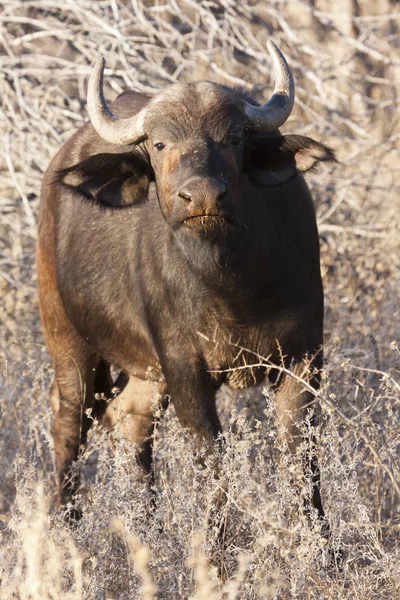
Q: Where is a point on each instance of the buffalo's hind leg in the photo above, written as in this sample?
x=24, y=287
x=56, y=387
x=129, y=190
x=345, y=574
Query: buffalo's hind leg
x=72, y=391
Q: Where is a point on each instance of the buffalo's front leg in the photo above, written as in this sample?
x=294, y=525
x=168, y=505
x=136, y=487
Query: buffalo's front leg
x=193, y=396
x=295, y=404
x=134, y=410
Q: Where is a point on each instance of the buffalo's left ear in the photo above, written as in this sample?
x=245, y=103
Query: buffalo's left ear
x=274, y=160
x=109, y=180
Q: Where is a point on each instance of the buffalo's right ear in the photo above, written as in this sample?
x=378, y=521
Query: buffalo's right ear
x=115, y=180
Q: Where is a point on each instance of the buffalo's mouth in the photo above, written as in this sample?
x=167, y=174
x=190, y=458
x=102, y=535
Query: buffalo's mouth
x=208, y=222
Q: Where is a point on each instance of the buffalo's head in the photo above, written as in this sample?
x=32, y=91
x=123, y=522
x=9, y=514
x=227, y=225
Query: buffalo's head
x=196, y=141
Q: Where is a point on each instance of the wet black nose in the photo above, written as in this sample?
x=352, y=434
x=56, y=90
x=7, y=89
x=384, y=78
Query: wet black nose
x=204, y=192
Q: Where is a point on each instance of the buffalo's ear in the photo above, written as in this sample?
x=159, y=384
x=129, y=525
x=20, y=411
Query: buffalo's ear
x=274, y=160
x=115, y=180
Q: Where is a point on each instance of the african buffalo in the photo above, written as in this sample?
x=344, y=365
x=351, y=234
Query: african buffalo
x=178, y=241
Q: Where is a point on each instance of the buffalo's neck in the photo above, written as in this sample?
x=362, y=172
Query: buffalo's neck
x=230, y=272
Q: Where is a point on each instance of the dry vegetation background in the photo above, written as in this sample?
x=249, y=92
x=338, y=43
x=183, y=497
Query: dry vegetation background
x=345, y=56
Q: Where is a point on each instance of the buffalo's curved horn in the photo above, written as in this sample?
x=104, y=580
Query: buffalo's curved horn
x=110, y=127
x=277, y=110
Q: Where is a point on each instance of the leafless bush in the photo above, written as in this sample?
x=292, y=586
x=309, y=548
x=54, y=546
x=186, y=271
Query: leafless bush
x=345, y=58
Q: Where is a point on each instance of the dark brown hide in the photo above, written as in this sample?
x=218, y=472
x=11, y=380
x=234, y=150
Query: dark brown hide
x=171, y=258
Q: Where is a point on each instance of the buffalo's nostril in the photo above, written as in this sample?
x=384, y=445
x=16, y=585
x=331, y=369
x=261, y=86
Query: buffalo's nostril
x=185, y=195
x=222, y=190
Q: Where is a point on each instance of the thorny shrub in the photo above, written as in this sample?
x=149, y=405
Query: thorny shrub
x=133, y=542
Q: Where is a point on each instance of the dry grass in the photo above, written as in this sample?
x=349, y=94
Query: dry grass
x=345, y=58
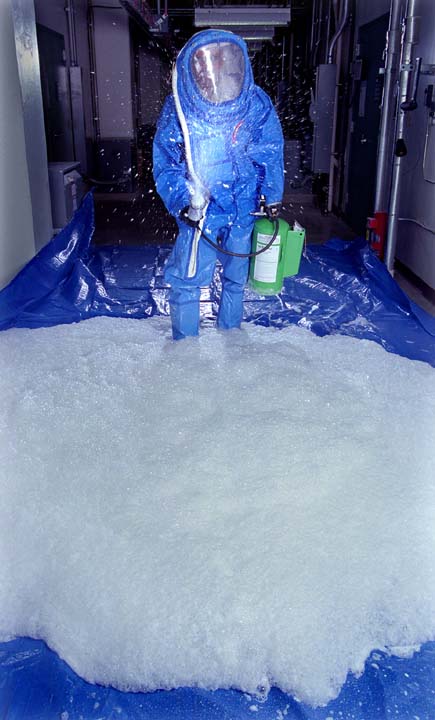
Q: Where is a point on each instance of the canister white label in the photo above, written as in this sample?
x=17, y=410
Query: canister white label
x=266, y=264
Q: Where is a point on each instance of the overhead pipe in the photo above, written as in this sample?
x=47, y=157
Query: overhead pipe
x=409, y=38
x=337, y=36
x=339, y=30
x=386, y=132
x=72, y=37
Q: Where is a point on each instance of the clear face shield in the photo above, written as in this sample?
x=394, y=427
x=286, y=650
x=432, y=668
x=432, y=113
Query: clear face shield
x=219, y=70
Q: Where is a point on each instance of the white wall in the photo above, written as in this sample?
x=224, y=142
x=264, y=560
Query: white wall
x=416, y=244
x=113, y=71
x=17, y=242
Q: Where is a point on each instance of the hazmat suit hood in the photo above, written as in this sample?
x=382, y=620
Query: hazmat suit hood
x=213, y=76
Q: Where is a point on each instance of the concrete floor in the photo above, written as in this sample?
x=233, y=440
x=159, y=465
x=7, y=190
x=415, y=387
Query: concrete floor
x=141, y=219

### [Exercise goal]
Rewrite the stretch of the listing from its start through the line containing "x=134, y=410", replacing "front leg" with "foreleg" and changing nothing else. Give only those lines, and leave the pictures out.

### [Task response]
Q: Where is a point on each instance of the buffalo's hind leg in the photo above, written as in this sample?
x=24, y=287
x=56, y=387
x=129, y=190
x=345, y=574
Query: buffalo's hind leg
x=72, y=391
Q: Where is a point on each instance of the buffalo's foreleg in the photo above, written as in this sample?
x=294, y=525
x=168, y=505
x=136, y=487
Query: buffalo's foreleg
x=193, y=396
x=295, y=404
x=134, y=410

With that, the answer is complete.